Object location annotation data

-- BEGIN --

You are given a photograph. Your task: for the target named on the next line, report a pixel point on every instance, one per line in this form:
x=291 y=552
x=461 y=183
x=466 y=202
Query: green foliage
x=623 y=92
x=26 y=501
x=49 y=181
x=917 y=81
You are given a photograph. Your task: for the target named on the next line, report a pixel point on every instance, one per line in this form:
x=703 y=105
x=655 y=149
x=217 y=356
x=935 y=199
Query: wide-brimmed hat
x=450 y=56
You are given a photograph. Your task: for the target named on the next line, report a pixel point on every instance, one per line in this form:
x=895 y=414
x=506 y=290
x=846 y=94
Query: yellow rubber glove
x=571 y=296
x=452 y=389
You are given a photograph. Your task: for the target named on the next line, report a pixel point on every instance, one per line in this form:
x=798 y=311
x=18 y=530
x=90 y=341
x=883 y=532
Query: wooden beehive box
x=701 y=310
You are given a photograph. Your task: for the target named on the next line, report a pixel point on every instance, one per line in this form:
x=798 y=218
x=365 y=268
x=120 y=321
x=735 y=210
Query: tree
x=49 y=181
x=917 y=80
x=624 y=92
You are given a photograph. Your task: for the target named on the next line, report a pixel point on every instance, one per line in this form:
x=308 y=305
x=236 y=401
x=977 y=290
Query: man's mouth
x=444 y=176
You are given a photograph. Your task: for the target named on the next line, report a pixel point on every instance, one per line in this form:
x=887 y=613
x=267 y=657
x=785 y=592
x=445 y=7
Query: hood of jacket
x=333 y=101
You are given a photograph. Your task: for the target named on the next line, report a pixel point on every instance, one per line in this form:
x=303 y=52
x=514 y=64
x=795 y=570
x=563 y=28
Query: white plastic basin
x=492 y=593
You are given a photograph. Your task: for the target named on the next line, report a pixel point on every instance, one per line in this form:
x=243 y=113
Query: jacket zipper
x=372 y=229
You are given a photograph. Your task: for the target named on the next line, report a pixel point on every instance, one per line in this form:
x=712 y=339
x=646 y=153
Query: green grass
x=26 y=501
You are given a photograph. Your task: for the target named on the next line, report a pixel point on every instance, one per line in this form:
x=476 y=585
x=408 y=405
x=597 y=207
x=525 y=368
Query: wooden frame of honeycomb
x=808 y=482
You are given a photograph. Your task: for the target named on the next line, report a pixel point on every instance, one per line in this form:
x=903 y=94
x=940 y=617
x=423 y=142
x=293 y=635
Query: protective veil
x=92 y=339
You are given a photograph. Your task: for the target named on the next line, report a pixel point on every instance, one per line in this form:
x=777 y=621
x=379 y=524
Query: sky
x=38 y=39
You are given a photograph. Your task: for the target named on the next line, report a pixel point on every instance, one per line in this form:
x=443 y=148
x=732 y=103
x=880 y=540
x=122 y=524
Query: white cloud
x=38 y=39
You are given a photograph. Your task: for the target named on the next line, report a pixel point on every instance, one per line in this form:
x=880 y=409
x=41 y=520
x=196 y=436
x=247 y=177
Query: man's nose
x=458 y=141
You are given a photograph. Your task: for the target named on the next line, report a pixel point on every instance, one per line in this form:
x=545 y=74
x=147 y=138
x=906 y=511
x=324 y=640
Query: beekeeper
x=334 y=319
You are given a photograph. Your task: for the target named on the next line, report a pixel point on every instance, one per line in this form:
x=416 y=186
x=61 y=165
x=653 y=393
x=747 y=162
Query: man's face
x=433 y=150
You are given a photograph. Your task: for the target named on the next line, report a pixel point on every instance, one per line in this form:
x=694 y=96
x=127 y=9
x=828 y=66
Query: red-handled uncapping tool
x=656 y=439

-- END --

- **REQUIREMENT**
Return each line above that contains the word "green". Case matters, so treat uppercase and lowercase letters as different.

- **SOLUTION TO THE PROBLEM**
Query: green foliage
Query: green grass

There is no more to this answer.